■ **課題の条件**:
1) 短編集の感想では、この本の出版社がどこと記されていますか。
2) 短編集の感想を、最後の文の後から書き継ぎなさい。

■ **本文抜粋**:
##############################

|
評価:
朱川 湊人
文藝春秋
¥ 1,600
(2009-08)
|
短編集。
少しだけ、これくらいなら起こってもおかしくないかもというような不思議が起こる。
その周りにいる人々をほんのり温める奇跡。
どちらにしてもそれを受けるのは人間
感じ取るのは、その人の心があるから。
読んでいる間はさくさくと読みすすめられる。
さっぱりしているし、情景の描写がとてもきれい。
主人公たちが不思議に出会って優しく変わっていく様子もいい。
だけど、なんとなく心には残りにくかった。
別に奇跡なんて起こらなくても、これくらいならかわってもおかしくないんじゃないかと思ってしまう。
「あした咲く蕾」
命をわけあたえることができる不思議な力を持ったおばさんと久しぶりに再会し、
彼女の優しさに惹かれ、心配する主人公。

##############################

■ **資料データ**:
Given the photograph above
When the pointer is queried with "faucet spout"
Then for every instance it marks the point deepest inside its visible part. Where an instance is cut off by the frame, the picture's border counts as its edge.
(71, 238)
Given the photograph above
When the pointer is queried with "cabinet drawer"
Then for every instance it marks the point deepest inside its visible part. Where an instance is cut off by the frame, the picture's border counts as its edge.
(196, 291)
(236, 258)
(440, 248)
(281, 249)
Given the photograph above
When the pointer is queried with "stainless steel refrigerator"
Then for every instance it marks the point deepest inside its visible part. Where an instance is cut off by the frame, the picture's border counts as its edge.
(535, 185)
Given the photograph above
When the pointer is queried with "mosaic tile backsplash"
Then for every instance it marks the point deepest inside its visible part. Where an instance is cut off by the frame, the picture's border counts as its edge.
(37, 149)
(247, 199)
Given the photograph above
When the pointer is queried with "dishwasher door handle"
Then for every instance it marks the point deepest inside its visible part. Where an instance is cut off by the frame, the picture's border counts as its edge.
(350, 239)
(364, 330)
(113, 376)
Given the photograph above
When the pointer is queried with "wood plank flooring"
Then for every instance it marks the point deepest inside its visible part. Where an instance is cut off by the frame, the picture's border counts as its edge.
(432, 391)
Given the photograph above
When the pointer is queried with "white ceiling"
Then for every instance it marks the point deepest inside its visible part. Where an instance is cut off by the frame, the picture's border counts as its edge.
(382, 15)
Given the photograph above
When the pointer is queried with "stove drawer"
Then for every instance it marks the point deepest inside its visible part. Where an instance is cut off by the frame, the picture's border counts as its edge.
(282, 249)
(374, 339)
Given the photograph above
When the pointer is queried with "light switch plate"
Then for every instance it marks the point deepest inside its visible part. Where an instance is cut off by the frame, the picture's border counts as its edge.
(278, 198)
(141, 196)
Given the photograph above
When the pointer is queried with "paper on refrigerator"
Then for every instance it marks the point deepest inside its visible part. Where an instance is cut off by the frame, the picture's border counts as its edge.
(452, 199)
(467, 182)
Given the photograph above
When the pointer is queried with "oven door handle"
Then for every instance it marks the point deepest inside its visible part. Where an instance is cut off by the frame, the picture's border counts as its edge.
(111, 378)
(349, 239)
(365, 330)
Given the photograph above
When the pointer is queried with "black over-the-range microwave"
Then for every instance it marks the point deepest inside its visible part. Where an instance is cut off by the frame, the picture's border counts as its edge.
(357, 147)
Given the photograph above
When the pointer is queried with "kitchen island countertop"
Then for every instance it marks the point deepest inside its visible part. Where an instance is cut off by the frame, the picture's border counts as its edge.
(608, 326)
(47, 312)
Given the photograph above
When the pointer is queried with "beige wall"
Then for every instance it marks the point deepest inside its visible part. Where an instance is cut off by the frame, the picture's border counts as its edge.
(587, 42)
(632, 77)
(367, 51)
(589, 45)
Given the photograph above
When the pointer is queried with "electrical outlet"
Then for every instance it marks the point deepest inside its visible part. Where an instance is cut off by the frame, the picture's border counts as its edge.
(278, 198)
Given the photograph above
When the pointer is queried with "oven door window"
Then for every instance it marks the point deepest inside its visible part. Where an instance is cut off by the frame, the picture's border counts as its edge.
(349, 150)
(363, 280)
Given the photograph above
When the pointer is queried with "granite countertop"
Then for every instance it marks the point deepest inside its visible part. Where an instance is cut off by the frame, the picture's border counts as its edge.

##############################

■ **解答**:
1) 文藝春秋です。

2)
本当に好きな人と一緒になっては危険。切なくて温かい話。
「雨つぶ通信」
しょうがない父と離婚し、母に育てられていた弘美。
母の頑張る姿を知っているけれど、新しい彼女の恋人をなかなか許すことができなかった。
雨の降る日に耳を澄ますと哀しい心の声が聞こえるようになった。
全部やろうかと思ったんだけど、面倒になったからあと一つだけ。
「湯呑みの月」
美しく、身体が弱いおばのことが大好きだった睦美。
母はおばとは違いちゃきちゃきとしていてよく睦美のことを叱ったが、
睦美は母の役割やそれが愛情から来ることだともよく理解していた。
事故に遭った母の回復を願うためにおばはおまじないを教えてくれた。
水の入った器に月をつかまえる。その水は甘く変わり、飲めば願いが叶う。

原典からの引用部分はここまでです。